EXCERPTED TEXT —
U-ct529 failure after activating IOS

Hello CMS,
I got a reference run of the suite u-ct528 and modified it to ru with IOS. Then I used the rose edit GUI to activate the IOS and then clicked “run” to hopefully repeat the run.
It failed and seemed to try twice…

/work/n02/n02/mricha/cylc-run/u-ct529/log.20230206T120914Z/job/20151129T0000Z/TM_4km_RA3_p3_um_fcst_000/02

have you any recommendation on how I can track down the cause of hte failure?

I wonder if I should have used command line and “rose suite-run --new” or is that the default when clicking the UI run button?

many thanks,
Mark

I did some grepping and looked at PE 15, which is an IO server.
/work/n02/n02/mricha/cylc-run/u-ct529/work/20151129T0000Z/TM_4km_RA3_p3_um_fcst_000/pe_output/umnsa.fort6.pe015
is the output.

Perhaps it’s closing the file then trying to read it again? I don’t really know about the IO servers in the UM, but perhaps something associated with the file:
/work/n02/n02/mricha/cylc-run/u-ct529/share/cycle/20151129T0000Z/TM/4km/RA3_p3/um//umnsaa_pverd000
is to blame?

COLLECTED MATERIAL —

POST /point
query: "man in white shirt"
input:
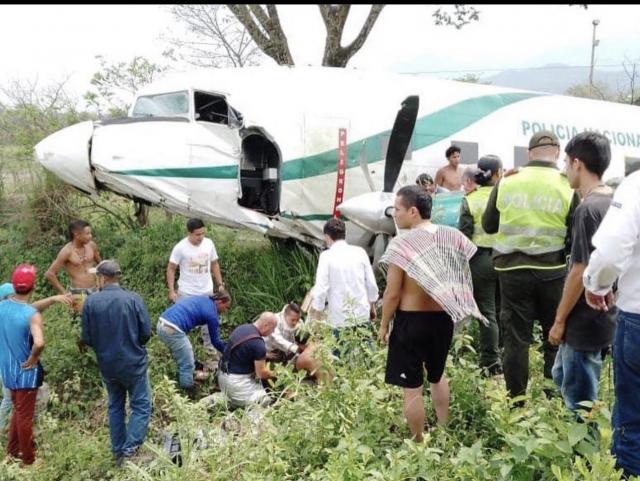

TASK PROMPT — Carry on the forum thread about the u-ct529 run that failed once IOS was activated, writing what comes next after its final post.

RESULT —
Mark

I think the stash setup is not right – you have output to Usage profile 60_DIAGS that goes to file_id pp0 (looks OK) but also output to usage profile model_variables that is associated with file_id model_variables, which does not exist (same for other usage profiles) - I’d fix those & try again.

Grenville

Hi Grenville,

I will have to ask the original owner to help with that. Is this a risk for the non-IOS version? Is it a fundamental error that will bite them later?

Might they be hijacking other stash codes to get the full amount of info from their simulations?

I’ll have to refresh on working with STASH profiles. This a side effect of inheriting someone else’s rose suite.

Mark

image001.jpg

Actually, I am having second thoughts – does this exact configuration without IO servers run OK?

Grenville

Hello Grenville,

The original suite owner informs me those are for netCDF output. See attached PNG.

Um-> namelist → model input and output → netcdf output streams → model_variables.

So it looks like the STASH usage profile ought to point to that ncdf file. Similar for 3 other streams.

Are the usage profiles not indicating ncdf files?

Mark

image001.jpg

hi grenville,
yes the suite ran and put out decent drook logs too without IOS.
it was when I turn on IOS that the failure occurs.
I set IOS diags to maximum “5”. so those log files have a lot in them but it is all a bit cryptic and I wonder what other flags I can set to give more info.

am i hitting some sort of limit in the IOS. (or did the job just run out of walltime - where can I check that??)

Mark

arghh - my mistake, back to the drawing board.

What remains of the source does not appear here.